- **ИСХОДНЫЙ ТЕКСТ**:
А ведь он вместе с поэзией был приговорен: меры ада превратили природу в пепелище, человечность в золу.
Трагедия эпохи, верным хроникером которой стал Хлебников, заслоняет связь его поэзии с одним из особых источников вдохновения ХХ в. – с увлечением досократической философией. Многим вдохновленным ею повезло в том смысле, что, испытав жестокость этого столетия либо став свидетелями этой жестокости, они все же не были истерзаны ею так, как голодавший и гонимый с места на место Хлебников. Поэтому они с большей духовной свободой, пусть и не со столь драматическим воображением, могли предаваться своеобразной философии природы. Автор имеет в виду таких поэтов, как Поль Клодель (в первой половине века) и Октавио Пас (несколько позже). Им было свойственно возвращение к досократическим корням, к временам, когда философия еще не разнилась с поэзией. Их досократизм стоит связывать не с мыслью Хайдеггера, его бунтом в понимании бытия, а с возвращением к природе как наставнице в мудрости и воображении. Хлебников – эзотерик, Клодель – христианин, Пас – индейский мистик. Они представляли совершенно разные культуры, различной была их духовность и религиозность, кажется, что у них больше различий, нежели общего. Знаменательно, что Клодель и Пас – профессиональные дипломаты, послы своих стран. Пас в эссеистике, а Клодель в дневнике были «дипломатами» политической и идеологической истории нашего времени, оговаривали их согласование с универсалиями совести. Возможно, и Хлебников стремился бы к этому, но, вброшенный в политический хаос России, он был вынужден жить в истории недипломатической, неоговоренной, убийственной. В своих утопиях он лишь убегал – считая, что проектирует… Но для всех троих самое главное – обширность, тяжесть и мера мира – были скорее не категориями интеллектуального познания действительностью, а законами живого языка, на котором говорит и человек, и природа, а гармоничный (или дисгармоничный) хор человека и природы – это поэтическое воображение, его духовно-природные полифонии и тональности.

- **ВОПРОСЫ К МАТЕРИАЛУ**:
a - Назовите всех поэтов, которых автор упоминает в исходном тексте о Хлебникове и досократической философии.
b - Продолжите исходный текст о Хлебникове и досократической философии сразу после его последней фразы.
Записи никак не связаны с исходным текстом.

- **СПИСОК ЗАПИСЕЙ**:
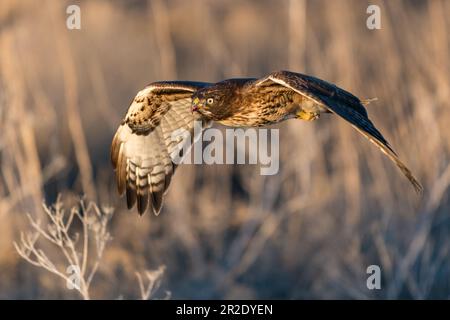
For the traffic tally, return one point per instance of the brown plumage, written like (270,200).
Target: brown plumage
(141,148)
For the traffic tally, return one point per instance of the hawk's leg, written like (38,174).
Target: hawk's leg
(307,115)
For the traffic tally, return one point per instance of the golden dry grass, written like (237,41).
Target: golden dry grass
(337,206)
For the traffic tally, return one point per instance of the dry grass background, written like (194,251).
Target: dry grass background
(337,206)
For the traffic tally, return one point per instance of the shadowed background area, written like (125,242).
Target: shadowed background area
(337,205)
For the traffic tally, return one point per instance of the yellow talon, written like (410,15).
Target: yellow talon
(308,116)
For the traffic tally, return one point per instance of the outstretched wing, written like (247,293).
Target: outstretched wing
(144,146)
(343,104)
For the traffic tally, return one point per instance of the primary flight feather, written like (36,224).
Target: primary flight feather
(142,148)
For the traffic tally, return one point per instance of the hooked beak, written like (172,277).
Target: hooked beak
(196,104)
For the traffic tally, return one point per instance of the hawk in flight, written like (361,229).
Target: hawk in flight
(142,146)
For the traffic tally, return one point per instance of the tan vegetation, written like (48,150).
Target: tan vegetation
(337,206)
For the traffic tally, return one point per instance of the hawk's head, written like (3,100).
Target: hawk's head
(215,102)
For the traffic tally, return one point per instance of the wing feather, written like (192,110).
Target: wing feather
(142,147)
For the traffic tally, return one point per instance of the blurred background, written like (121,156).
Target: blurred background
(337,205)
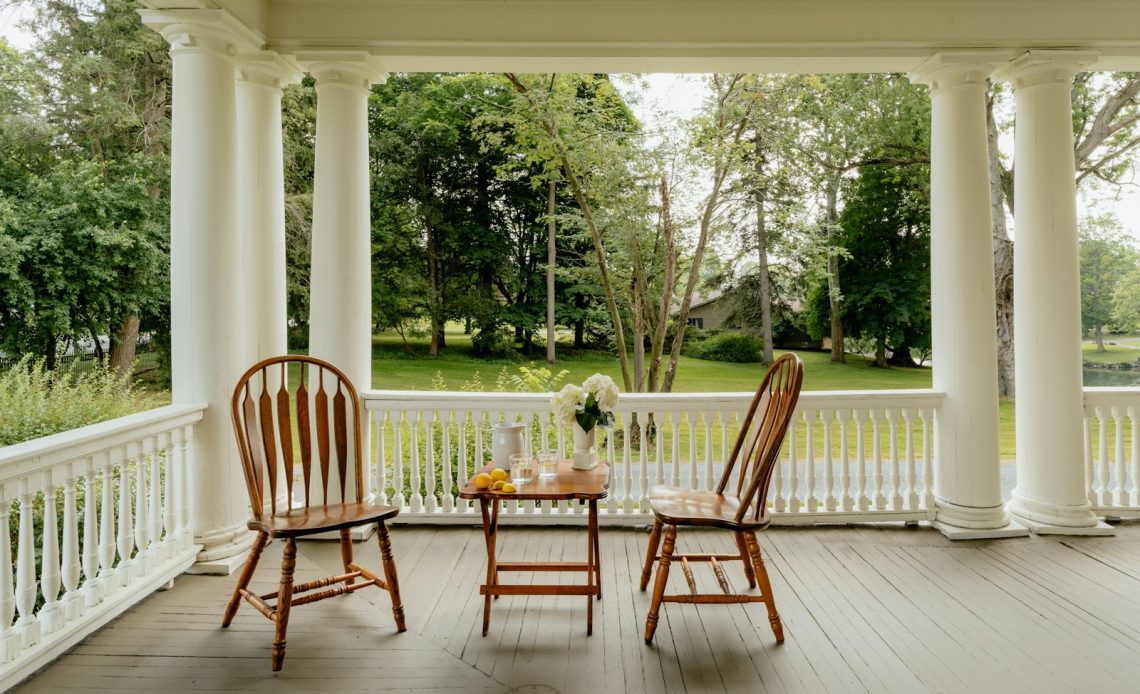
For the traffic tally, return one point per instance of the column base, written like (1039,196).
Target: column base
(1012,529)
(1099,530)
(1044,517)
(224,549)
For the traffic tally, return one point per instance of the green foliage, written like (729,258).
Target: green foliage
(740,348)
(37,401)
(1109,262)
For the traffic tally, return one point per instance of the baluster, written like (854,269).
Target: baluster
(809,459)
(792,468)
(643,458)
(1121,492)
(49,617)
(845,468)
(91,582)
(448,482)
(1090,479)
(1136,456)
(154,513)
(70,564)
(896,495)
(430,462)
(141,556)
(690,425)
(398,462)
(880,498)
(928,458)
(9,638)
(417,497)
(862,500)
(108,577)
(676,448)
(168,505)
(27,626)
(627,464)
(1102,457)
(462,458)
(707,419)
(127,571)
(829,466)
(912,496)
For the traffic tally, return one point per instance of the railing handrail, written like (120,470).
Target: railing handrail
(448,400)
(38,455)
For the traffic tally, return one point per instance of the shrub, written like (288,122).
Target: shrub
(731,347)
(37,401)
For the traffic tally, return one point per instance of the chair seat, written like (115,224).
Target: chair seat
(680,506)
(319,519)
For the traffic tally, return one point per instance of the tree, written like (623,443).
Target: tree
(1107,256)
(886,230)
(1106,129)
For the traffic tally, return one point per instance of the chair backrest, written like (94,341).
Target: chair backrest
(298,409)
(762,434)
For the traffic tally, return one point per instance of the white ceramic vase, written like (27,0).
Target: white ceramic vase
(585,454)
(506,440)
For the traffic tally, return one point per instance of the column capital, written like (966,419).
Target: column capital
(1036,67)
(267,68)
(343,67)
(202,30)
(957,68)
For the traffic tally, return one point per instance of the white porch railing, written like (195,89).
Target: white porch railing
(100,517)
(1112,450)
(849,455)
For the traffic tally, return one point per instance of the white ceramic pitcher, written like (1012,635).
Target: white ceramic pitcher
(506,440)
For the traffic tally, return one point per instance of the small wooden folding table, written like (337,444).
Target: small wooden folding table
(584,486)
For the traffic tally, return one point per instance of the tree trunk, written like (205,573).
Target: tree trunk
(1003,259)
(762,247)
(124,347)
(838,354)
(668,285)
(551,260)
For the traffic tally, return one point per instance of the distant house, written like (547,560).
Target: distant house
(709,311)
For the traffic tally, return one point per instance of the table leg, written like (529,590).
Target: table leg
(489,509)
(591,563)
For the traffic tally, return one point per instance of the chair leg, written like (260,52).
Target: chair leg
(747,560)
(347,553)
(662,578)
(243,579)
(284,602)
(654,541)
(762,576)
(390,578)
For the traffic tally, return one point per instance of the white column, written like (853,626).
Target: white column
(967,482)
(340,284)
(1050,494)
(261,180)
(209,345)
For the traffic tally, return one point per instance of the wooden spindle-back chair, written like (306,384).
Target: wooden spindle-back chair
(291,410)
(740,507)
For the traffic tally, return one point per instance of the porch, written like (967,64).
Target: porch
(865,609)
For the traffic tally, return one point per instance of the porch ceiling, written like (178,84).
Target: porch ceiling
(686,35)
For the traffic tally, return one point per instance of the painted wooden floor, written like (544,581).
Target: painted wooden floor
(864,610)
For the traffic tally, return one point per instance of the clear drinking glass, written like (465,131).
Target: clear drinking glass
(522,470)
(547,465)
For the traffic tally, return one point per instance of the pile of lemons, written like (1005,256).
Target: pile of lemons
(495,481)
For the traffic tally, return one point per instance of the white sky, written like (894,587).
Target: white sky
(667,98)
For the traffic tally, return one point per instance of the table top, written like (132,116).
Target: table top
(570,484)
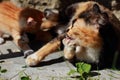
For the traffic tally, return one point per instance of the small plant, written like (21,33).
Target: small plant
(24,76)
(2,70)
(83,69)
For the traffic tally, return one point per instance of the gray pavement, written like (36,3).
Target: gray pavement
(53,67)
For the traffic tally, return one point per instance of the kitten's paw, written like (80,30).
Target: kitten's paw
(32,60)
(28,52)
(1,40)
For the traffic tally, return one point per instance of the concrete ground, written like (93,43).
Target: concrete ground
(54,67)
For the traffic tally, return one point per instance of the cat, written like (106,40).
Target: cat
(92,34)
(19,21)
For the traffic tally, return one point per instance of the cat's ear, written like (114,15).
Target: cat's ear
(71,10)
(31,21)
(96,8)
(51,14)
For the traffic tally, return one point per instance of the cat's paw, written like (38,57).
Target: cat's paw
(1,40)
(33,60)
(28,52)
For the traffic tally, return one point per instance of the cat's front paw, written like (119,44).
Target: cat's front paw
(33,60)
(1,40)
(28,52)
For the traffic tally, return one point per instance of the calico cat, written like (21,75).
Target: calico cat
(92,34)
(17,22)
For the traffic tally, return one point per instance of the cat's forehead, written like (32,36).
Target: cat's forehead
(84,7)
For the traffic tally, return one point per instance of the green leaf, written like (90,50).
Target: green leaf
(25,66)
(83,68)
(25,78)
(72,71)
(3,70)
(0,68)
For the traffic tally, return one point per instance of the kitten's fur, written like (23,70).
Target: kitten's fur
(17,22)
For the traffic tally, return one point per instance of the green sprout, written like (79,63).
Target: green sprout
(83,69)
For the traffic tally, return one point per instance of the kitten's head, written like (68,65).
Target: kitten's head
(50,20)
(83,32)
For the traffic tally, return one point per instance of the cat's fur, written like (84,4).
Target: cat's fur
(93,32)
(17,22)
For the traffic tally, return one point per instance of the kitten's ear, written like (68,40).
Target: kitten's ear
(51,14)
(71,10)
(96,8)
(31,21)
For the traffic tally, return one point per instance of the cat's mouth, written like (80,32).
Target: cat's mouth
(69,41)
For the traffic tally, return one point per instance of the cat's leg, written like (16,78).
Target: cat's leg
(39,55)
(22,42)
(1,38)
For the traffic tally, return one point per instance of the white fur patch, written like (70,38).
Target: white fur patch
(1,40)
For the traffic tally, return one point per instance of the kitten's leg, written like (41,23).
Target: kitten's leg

- **ОТВЕТЫ ПО ЗАДАНИЯМ**:
a - Хлебников, Поль Клодель, Октавио Пас.

b -
Поэзию Хлебникова могут увенчать две фразы из дневника Поля Клоделя, два канонических правила досократического воображения. Первое правило звучит: «Использовать все сотворенное» – такое творческое наставление придавало Хлебникову необыкновенную смелость. Он использовал все сотворенное для выражения всего сотворенного. Слова его поэзии, магически отождествлявшиеся с обозначаемыми ими сущностями, одновременно определяли расстояние до этих сущностей – были орудиями для обработки материи мира и были самой материей, которая предоставляла орудия, чтобы преобразовывать себя. Крупнейший досократик Гераклит говорил: «Управлять всем при помощи всего». Здесь самое место для второго канонического правила Клоделя, который о Боге поэтов написал в дневнике так: «Господь Версификатор мер и весов». Миром Хлебникова управляют скорее боги, нежели Бог, но тем охотнее согласился бы русский поэт, что сущность поэзии составляет не только стихотворный ритм течения речи, но еще более ритм природы, ощущаемый поэзией, и что именно в этом божественность. Лучше сказать: сама поэзия это природный ритм, меры языка тождественны ритмам материи – и как одно, так и другое есть логос.